Exercise aim: Convert everything from the line containing "For this evaluation, spot every instance of the blue" down to the line containing "(1144, 193)", both included, into a JSON list of strings with one string per line and no blank lines.

Material for this task:
──────────────────────────────

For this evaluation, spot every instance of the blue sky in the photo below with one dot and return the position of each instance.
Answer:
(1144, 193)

──────────────────────────────

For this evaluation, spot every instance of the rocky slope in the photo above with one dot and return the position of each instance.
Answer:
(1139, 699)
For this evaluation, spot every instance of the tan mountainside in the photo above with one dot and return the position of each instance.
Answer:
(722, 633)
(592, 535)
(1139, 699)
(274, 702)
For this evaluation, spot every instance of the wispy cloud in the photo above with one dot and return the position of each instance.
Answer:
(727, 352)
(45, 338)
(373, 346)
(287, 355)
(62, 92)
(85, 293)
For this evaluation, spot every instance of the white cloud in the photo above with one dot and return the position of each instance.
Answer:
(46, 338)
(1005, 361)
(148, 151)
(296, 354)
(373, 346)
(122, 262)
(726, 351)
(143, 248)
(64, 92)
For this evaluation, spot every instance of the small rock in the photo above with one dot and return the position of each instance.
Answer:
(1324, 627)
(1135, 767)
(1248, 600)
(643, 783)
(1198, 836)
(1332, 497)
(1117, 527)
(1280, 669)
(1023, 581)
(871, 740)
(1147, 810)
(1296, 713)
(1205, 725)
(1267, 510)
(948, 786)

──────────────────────────────

Response for this exercise:
[
  "For this evaluation, spot every instance of the blue sky in the photo below with one dot and return the position of each instance.",
  "Answer:",
  "(1144, 193)"
]